#### Текстовый блок
Чувство одиночества, то, что сейчас принято называть некоммуникабельностью, томит каждого из них. И поэтому отношения этих четверых полны какой-то нервной страстности, какой-то судорожной нежности, прорывающейся в желании найти отклик в чужой душе. Нет, это не эпоха Ренессанса. Это подергивания «этого безумного, безумного, безумного мира» эпохи атомной бомбы, эпохи, которая изобрела «театр жестокости», элементы которого так насильственно проникли в спектакль.
И смерть Меркуцио такая же судорожная. Подергивающееся в агонии тело, налившееся кровью лицо приближены к зрителю: смотрите, говорят нам, как жесток и равнодушен этот мир. В предсмертном потоке слов этого Меркуцио вязнут страстные проклятия шекспировского Меркуцио: «Чума, возьми семейства наши оба!»
В своей трагической поэме любви Шекспир не только воспевает силу, пыл, красоту и очарование молодой страсти, но показывает, как развивает и обогащает она человеческую личность.
Юный Ромео, погруженный в меланхолию придуманной любви к жестокой Розалинде, сначала обрисован автором даже с некоторой легкой иронией: так томны его вздохи и ненатуральна «жестокая» меланхолия. И только при встрече с Джульеттой он становится искренним и пылким Ромео. Он теперь решителен и энергичен, слова его просты, искренни, так как он полон истинного чувства. Ромео становится взрослым, зрелым человеком. Узнав о смерти Джульетты, он меняется снова— в нем проявляются трагическая мудрость, проницательность, какими обладают люди на склоне лет.
########
#### Показанный материал
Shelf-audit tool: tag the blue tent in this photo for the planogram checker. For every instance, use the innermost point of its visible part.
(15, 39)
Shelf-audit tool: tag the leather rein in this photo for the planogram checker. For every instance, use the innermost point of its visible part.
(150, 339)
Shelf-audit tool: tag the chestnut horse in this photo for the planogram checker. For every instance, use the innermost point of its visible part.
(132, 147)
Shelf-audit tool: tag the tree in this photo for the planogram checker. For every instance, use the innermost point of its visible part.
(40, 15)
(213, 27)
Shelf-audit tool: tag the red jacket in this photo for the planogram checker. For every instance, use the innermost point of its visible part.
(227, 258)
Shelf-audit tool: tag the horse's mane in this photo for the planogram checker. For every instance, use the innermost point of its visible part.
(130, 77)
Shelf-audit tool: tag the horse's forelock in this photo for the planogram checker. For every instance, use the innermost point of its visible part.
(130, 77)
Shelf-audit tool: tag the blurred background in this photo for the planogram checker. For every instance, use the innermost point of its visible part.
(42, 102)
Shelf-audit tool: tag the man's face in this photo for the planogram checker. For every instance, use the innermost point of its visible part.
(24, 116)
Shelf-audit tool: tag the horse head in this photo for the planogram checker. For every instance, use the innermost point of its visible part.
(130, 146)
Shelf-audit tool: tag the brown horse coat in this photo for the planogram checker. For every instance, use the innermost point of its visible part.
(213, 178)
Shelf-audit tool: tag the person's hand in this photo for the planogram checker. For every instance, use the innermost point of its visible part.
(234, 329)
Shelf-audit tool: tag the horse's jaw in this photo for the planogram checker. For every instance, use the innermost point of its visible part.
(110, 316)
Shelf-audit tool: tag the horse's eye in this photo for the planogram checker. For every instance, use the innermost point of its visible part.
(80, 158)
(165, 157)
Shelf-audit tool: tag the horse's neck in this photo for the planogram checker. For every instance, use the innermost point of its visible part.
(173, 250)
########
▶ _Письменное задание A_
Изложите текстовый блок в двух предложениях.
▶ _Письменное задание B_
Продолжите текст о спектакле и шекспировских героях, начав сразу после его последнего предложения.

▶ _Письменный ответ A_
Героев спектакля томит одиночество, их отношения полны нервной страстности, а в постановку насильственно проникли элементы «театра жестокости», и даже смерть Меркуцио показана судорожной, чтобы подчеркнуть жестокость и равнодушие мира. Шекспир же показывает, как любовь развивает и обогащает личность: томный влюбленный в Розалинду Ромео после встречи с Джульеттой становится искренним, решительным и зрелым, а узнав о ее смерти, обретает трагическую мудрость.

▶ _Письменный ответ B_
Ну, а каков Ромео в спектакле, о котором идет речь? Он так и останется неизменным, этот меланхоличный юноша, с ломаными, неестественными жестами, с ненатурально ироничной интонацией, с которой он произносит самые пылкие и восторженные сравнения, обращенные к возлюбленной. Слабый, неумелый и женственный, не смеющий даже в порыве страсти произнести открыто, смело, без внутреннего сопротивления и издевки прекрасные слова любви. Нет, здесь не звучат восторженные и патетические речи, здесь нет пафоса любви, здесь нет, как говорил Белинский, «торжественного, гордого, исполненного упоения признания любви как божественного чувства»...
Мелок и ничтожен этот Ромео, и можно представить, что ответь жестокая Розалинда на его любовь, он и ей говорил бы подобные слова, говорил бы, подсмеиваясь над собой, иронизируя над их красотой и пылкостью. Ромео в спектакле Театра на Малой Бронной — порождение жестокого и равнодушного мира, в который поселил его режиссер. Он — дитя его. Можно представить и то, как этот Ромео, погасив на своих губах привычную усмешку иронии, жес¬токо расправится с обидчиком, убьет его способом страшным и грубым...
Скольких самых разных Джульетт знала русская сцена! Но зачем вспоминать, зачем расцвечивать красочными словами их достоинства. Тем более, что опять, как и во всем, что касается спектакля, о котором речь, важно не то, как делает свою роль актриса, а что главное для нее, что главное для режиссера...
«Удивителен ум Джульетты: иро¬ничный и острый», —восклицает один из критиков этого спектакля.
Действительно, ирония и Джульетта — это сопоставление вызывает законное удивление. Глубокий, ясный, добрый ум Джульетты Шекспира в сочетании с благородной простотой и искренностью сердца, с теплотой душевной влюбляли в себя не одно поколение людей. Сколько молодых людей, мечтая,тоскуя о настоящей любви, хотели бы видеть в своей возлюбленной эту доверчивую искренность, эту открытую страстность и чистоту, которая пленяет всех нас в Джульетте. Сразу скажу, что изысканная в своей сдерживаемой чувственности, в своем нервном эротизме Джульетта О. Яковлевой совсем не походит на Джульетту нашей мечты.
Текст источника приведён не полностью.